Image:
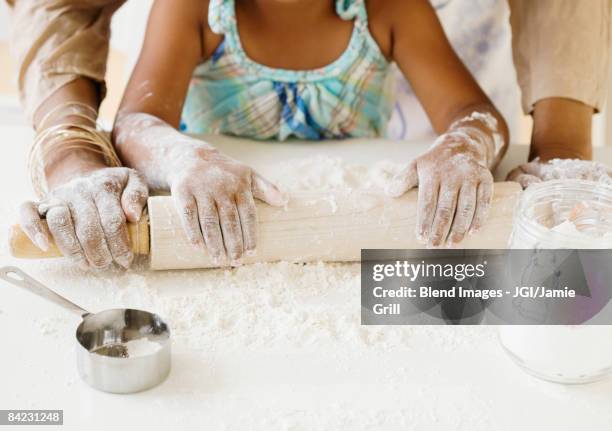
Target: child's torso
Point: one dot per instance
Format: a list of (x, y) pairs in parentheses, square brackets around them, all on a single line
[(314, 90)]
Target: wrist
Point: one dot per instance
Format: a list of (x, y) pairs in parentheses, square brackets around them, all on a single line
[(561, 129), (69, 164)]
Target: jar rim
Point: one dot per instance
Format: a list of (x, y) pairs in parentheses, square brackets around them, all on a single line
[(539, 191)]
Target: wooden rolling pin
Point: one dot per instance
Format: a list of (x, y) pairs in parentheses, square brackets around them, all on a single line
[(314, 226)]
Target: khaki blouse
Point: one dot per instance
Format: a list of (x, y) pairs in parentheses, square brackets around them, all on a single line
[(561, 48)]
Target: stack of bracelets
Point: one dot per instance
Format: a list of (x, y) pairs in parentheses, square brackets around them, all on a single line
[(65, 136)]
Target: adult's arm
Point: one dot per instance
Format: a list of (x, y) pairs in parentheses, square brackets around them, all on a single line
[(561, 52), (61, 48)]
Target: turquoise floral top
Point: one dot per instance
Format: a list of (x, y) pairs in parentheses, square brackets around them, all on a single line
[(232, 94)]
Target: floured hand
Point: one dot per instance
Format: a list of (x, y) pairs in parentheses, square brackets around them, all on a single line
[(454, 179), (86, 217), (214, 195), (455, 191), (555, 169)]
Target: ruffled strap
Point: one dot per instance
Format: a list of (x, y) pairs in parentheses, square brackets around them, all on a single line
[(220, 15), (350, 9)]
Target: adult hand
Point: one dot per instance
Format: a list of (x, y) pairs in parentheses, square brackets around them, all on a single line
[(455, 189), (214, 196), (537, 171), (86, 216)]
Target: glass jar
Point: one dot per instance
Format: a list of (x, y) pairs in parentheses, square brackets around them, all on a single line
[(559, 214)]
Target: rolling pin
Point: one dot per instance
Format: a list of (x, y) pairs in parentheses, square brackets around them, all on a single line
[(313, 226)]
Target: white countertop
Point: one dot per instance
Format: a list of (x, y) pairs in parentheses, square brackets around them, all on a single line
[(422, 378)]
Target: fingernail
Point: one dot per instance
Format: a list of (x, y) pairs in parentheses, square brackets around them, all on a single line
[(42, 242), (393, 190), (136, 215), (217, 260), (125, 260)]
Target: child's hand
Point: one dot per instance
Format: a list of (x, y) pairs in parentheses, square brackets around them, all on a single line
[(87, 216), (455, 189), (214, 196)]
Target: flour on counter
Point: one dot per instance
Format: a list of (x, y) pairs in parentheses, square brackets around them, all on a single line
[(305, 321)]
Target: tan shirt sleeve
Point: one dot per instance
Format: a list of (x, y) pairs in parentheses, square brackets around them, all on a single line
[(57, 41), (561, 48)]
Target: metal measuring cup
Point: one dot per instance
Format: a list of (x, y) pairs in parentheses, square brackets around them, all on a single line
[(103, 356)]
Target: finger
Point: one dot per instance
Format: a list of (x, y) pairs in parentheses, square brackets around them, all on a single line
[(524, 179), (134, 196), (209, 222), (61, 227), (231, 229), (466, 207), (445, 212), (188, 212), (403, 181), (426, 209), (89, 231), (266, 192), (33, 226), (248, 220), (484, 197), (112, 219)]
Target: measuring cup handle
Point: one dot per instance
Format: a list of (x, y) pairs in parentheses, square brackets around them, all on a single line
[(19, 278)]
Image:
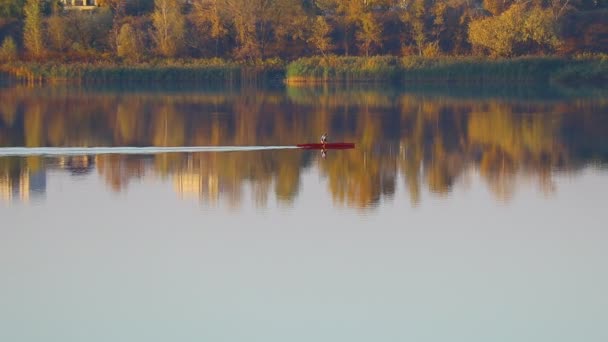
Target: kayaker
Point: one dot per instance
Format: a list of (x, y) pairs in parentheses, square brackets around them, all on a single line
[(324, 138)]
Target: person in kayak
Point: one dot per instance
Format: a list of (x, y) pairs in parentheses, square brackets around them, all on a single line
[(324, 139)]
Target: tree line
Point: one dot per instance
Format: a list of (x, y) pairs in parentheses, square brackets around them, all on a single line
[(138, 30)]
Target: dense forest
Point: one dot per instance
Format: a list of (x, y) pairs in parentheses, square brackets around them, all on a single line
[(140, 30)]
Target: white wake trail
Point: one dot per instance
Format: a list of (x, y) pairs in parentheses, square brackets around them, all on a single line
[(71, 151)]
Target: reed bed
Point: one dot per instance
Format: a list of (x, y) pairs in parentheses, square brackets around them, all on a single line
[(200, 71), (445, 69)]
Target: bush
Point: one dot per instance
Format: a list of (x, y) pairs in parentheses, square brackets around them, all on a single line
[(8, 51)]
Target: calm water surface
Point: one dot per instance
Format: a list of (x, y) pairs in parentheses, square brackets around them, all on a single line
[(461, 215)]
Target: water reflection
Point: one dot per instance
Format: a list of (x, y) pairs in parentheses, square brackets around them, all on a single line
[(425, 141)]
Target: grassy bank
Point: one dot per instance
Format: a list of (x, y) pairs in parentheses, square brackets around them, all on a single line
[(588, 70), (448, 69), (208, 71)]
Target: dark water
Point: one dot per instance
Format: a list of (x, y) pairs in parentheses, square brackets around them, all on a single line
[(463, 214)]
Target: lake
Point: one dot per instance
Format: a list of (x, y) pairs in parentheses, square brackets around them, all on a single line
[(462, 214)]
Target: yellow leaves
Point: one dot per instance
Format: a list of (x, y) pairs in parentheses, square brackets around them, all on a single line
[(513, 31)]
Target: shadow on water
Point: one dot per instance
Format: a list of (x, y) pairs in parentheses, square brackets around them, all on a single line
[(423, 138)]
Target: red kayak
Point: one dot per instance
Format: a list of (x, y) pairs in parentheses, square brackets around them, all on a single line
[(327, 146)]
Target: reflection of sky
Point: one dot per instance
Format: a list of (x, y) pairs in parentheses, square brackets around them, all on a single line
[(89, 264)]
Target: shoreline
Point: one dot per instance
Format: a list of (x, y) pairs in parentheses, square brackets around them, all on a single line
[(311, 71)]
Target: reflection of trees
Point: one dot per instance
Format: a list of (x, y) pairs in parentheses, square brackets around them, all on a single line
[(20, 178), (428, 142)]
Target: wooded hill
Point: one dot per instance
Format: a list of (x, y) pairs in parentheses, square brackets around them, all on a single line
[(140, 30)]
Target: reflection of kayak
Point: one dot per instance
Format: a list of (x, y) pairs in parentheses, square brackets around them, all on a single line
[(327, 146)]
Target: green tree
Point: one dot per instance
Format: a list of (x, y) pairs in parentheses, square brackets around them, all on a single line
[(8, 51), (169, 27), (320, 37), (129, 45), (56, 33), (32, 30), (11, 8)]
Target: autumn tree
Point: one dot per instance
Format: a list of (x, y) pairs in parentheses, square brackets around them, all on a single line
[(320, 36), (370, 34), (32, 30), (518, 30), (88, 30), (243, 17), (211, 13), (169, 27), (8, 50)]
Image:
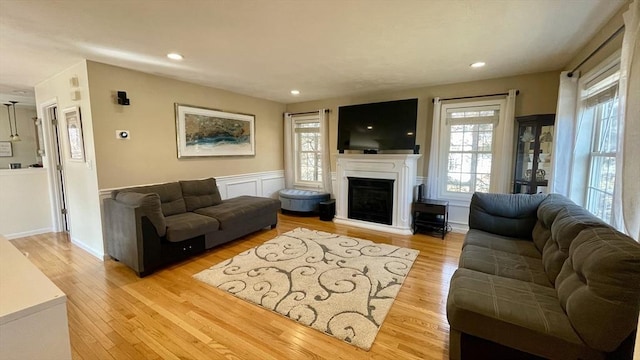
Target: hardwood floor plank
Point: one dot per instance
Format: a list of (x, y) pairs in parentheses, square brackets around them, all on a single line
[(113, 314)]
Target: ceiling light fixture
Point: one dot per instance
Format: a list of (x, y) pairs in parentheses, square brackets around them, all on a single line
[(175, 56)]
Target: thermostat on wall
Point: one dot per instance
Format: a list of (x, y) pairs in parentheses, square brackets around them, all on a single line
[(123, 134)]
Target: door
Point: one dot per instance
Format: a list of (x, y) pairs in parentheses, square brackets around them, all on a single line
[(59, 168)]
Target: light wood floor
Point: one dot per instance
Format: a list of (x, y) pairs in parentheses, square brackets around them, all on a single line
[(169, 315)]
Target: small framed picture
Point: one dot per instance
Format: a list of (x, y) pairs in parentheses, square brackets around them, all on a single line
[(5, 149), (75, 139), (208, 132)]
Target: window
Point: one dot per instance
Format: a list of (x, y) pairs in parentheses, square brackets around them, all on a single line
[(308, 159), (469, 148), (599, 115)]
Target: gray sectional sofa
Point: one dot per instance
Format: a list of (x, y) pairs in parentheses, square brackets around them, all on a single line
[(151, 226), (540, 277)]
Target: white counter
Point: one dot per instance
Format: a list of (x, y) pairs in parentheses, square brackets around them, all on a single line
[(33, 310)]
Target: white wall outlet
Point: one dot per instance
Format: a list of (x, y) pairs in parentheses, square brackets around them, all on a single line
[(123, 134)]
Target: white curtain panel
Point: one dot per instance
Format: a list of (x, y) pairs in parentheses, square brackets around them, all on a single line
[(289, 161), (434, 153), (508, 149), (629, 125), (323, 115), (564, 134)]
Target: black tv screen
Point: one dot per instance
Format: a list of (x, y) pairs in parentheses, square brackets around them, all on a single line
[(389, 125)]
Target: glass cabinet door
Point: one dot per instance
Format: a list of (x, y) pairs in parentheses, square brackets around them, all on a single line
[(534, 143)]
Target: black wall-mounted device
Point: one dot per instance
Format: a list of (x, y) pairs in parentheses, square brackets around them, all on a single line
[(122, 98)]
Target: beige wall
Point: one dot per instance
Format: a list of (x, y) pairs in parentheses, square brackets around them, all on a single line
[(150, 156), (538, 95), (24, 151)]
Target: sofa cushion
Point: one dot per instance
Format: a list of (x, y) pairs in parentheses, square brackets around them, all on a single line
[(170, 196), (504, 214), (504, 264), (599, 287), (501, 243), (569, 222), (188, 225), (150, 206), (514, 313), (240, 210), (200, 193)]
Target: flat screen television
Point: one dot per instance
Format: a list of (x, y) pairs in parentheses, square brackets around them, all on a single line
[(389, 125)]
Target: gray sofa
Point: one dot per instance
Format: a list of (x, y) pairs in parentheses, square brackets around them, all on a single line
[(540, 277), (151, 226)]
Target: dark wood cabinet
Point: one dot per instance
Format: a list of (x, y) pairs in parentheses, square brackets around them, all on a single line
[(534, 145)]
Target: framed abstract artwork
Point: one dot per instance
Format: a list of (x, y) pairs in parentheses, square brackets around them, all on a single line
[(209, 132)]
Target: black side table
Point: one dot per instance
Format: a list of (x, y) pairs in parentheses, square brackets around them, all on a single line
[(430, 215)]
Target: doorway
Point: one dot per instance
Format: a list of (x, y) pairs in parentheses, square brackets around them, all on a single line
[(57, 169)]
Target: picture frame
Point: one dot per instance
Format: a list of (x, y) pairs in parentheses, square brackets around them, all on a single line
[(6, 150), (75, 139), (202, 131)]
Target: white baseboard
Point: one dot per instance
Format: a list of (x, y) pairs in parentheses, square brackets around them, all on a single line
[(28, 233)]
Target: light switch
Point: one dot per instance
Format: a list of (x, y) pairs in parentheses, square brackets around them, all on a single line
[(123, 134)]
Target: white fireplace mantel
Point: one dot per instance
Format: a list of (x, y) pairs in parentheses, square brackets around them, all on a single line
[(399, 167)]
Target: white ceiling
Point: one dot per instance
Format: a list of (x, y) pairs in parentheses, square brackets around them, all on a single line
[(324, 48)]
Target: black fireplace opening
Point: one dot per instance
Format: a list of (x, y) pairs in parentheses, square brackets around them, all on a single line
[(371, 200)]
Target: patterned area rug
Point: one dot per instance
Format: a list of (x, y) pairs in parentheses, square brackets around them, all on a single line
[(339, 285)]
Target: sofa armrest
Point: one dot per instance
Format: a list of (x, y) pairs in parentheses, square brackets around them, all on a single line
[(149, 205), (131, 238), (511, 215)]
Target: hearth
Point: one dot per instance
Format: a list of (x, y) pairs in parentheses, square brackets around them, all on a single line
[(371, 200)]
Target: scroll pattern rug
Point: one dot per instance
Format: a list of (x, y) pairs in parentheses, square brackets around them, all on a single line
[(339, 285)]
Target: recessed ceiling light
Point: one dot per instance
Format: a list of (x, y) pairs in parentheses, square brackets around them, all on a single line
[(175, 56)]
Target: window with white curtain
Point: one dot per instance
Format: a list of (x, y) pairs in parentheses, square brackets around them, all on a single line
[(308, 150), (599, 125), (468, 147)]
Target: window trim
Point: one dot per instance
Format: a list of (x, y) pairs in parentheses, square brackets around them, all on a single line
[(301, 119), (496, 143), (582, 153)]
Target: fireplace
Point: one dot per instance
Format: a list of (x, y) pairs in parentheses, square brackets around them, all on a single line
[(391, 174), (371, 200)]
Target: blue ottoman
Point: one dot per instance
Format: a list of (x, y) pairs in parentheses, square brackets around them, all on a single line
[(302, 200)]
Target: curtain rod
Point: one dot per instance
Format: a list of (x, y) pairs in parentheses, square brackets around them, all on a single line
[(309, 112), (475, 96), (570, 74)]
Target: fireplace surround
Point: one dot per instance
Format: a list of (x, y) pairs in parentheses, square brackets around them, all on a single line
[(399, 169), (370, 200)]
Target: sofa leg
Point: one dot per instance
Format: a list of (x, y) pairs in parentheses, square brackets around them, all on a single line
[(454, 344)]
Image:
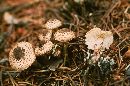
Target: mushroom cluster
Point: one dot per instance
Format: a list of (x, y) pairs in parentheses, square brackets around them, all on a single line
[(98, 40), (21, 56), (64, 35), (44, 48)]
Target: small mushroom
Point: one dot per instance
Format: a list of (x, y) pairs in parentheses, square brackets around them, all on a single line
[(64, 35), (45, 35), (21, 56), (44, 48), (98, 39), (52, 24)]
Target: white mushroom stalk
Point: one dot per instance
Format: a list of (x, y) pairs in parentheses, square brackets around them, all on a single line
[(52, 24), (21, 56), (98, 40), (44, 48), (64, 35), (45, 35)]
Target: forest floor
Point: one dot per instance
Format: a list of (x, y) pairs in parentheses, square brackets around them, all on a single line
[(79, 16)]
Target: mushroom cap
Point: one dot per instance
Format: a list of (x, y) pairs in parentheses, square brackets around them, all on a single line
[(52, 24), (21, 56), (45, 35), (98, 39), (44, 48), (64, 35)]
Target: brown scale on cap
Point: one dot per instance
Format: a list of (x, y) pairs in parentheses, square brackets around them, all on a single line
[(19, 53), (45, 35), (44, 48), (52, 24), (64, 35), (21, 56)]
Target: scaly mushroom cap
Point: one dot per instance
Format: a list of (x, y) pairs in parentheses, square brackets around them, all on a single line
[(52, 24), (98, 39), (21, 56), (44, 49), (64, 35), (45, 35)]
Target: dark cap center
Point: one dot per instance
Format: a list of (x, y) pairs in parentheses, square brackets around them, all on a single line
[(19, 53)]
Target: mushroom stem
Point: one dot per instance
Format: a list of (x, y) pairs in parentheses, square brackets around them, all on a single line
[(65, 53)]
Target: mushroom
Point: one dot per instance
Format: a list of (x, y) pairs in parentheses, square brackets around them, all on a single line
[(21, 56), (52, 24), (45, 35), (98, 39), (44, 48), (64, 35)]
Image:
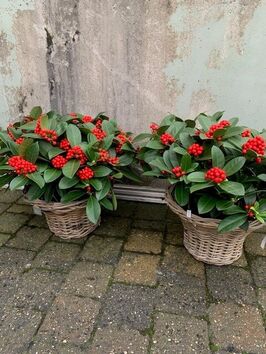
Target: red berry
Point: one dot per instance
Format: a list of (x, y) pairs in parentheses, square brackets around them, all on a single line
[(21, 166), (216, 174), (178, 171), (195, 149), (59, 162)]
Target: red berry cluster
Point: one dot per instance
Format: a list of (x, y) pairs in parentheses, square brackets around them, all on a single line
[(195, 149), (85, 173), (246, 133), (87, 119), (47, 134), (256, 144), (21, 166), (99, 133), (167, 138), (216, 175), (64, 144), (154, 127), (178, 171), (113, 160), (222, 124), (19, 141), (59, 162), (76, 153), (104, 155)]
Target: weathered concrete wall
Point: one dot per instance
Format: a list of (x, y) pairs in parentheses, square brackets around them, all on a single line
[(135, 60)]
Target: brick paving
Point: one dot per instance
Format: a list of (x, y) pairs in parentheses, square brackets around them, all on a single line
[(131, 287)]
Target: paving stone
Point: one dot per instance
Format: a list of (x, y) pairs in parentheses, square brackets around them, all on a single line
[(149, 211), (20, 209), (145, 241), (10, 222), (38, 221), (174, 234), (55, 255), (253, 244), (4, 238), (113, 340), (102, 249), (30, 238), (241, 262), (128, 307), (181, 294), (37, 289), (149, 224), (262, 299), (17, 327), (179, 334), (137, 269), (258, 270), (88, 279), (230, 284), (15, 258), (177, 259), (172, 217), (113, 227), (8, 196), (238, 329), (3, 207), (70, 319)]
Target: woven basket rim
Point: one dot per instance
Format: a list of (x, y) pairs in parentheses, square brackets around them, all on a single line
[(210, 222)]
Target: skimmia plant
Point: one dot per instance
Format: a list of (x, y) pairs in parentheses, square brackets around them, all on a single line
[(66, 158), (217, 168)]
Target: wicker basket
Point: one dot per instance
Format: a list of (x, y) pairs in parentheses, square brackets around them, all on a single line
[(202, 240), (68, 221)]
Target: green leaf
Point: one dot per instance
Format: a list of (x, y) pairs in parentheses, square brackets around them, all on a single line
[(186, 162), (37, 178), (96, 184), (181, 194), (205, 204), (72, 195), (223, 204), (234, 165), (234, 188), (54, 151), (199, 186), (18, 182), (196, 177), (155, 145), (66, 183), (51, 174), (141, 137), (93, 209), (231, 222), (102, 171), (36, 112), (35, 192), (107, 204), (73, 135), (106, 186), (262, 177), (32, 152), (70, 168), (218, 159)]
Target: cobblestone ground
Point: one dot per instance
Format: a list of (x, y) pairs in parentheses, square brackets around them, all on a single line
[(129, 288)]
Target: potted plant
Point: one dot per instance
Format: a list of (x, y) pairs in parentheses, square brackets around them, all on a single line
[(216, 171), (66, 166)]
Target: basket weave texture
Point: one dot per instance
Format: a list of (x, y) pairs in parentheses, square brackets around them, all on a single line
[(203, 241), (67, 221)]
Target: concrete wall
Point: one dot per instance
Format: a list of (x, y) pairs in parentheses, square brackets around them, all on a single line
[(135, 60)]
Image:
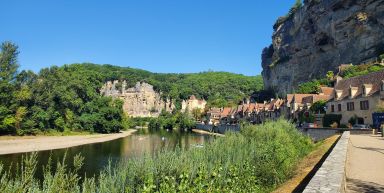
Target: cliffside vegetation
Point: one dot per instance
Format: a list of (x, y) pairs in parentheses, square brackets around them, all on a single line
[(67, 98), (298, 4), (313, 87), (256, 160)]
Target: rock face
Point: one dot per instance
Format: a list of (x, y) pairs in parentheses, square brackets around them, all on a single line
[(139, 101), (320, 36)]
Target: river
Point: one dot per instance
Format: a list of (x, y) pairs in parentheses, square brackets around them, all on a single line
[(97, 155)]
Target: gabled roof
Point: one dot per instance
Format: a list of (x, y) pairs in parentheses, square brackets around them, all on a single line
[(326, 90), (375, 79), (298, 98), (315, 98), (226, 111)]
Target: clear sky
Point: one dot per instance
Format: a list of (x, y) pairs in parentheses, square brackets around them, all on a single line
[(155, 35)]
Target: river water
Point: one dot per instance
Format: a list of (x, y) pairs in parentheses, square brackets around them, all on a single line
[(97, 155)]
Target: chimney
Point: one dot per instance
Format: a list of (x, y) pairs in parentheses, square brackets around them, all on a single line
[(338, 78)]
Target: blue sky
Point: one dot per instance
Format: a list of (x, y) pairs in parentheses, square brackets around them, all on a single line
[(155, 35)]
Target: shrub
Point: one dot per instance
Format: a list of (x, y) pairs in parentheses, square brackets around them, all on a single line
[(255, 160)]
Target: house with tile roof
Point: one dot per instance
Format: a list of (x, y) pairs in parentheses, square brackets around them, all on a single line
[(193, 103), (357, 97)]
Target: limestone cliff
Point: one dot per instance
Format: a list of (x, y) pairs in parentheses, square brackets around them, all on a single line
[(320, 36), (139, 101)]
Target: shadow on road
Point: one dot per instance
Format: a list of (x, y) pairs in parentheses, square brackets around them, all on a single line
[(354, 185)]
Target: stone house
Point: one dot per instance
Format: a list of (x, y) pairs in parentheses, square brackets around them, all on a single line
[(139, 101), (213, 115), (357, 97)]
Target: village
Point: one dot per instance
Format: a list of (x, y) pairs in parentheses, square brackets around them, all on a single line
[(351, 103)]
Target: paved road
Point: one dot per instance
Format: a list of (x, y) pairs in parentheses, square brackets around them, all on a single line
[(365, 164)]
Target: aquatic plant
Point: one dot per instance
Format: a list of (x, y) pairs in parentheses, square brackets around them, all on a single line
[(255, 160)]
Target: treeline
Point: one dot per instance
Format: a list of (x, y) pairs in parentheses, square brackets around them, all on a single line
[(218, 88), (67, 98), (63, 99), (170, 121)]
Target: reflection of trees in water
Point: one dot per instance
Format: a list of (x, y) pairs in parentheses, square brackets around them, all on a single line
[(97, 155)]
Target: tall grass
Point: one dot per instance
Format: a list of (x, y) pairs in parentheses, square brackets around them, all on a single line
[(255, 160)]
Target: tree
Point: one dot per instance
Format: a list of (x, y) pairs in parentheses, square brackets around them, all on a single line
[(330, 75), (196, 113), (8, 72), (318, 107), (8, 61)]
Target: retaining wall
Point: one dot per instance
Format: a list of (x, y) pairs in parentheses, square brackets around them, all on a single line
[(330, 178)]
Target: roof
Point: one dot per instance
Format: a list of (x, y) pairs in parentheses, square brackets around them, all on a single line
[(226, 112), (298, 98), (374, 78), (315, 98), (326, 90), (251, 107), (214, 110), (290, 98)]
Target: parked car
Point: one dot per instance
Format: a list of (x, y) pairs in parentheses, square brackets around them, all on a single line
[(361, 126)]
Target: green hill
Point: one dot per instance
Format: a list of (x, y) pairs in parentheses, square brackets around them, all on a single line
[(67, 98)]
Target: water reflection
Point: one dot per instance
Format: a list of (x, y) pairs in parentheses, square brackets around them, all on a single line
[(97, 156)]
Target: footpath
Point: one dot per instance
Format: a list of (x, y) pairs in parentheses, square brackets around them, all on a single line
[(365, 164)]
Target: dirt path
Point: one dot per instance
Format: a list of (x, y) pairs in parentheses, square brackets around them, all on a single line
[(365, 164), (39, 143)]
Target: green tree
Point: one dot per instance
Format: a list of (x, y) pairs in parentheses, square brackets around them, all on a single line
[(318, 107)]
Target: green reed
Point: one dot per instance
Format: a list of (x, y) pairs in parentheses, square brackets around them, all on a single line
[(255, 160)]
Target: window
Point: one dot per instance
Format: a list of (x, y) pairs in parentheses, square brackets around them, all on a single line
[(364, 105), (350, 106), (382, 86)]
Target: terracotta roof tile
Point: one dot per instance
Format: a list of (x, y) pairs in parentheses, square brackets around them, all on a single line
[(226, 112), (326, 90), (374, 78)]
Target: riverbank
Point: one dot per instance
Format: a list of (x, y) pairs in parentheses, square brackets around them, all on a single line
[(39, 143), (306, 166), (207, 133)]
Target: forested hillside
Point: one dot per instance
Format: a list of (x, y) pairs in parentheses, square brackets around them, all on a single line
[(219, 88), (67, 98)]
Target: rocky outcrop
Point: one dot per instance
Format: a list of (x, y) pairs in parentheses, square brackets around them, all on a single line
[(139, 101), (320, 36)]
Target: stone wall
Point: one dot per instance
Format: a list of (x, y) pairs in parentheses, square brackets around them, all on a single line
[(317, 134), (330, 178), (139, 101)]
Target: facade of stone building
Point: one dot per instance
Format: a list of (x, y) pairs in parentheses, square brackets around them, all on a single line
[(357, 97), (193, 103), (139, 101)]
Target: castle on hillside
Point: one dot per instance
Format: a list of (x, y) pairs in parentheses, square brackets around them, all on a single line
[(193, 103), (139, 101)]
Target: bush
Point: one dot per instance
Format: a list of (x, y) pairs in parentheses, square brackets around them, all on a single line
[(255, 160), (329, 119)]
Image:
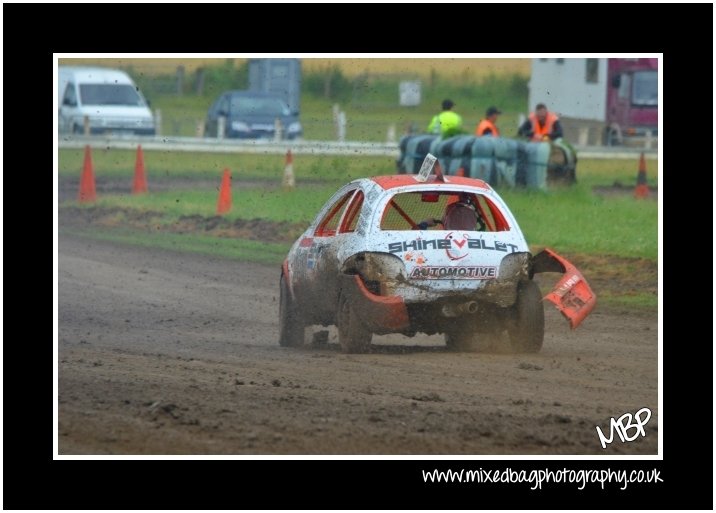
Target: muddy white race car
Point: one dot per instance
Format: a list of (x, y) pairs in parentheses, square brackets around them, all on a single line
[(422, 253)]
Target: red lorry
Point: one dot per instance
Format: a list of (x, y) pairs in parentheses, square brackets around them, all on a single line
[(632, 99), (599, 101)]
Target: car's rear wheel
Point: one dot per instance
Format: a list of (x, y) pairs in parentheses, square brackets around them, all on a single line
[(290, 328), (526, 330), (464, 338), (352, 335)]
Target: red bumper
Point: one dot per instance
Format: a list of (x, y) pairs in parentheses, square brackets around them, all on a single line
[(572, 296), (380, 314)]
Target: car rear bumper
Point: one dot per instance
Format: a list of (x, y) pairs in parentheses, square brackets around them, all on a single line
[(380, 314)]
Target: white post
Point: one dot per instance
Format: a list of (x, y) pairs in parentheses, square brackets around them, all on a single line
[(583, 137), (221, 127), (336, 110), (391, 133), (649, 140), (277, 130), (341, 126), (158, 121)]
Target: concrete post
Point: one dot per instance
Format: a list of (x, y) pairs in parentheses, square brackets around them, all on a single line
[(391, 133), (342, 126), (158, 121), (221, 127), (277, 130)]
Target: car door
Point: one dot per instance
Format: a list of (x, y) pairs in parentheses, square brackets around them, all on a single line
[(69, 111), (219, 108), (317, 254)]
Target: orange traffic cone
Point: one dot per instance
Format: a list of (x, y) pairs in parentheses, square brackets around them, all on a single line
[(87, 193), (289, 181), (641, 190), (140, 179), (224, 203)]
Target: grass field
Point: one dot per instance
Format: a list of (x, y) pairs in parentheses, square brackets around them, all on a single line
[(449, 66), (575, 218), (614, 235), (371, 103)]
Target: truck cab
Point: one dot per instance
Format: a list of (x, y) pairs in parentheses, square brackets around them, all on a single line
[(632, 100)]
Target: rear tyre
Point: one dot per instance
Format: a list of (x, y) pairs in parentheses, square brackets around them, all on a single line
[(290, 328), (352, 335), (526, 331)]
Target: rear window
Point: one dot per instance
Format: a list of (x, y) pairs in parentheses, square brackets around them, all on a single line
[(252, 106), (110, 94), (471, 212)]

▬▬▬▬▬▬

Instruction:
Please reproduce the rows starting at the line that contains "Target: weathered concrete wall" and ending after the line that contains "[(131, 287)]".

Correct output:
Target: weathered concrete wall
Point: one dot per instance
Format: a list of (x, y) pairs in parentheses, square brackets around them, all on a single line
[(135, 60)]
Target: brick paving
Point: one dot per instance
Format: a list of (x, y) pairs in parentheses, square brackets around them, all on a single line
[(131, 287)]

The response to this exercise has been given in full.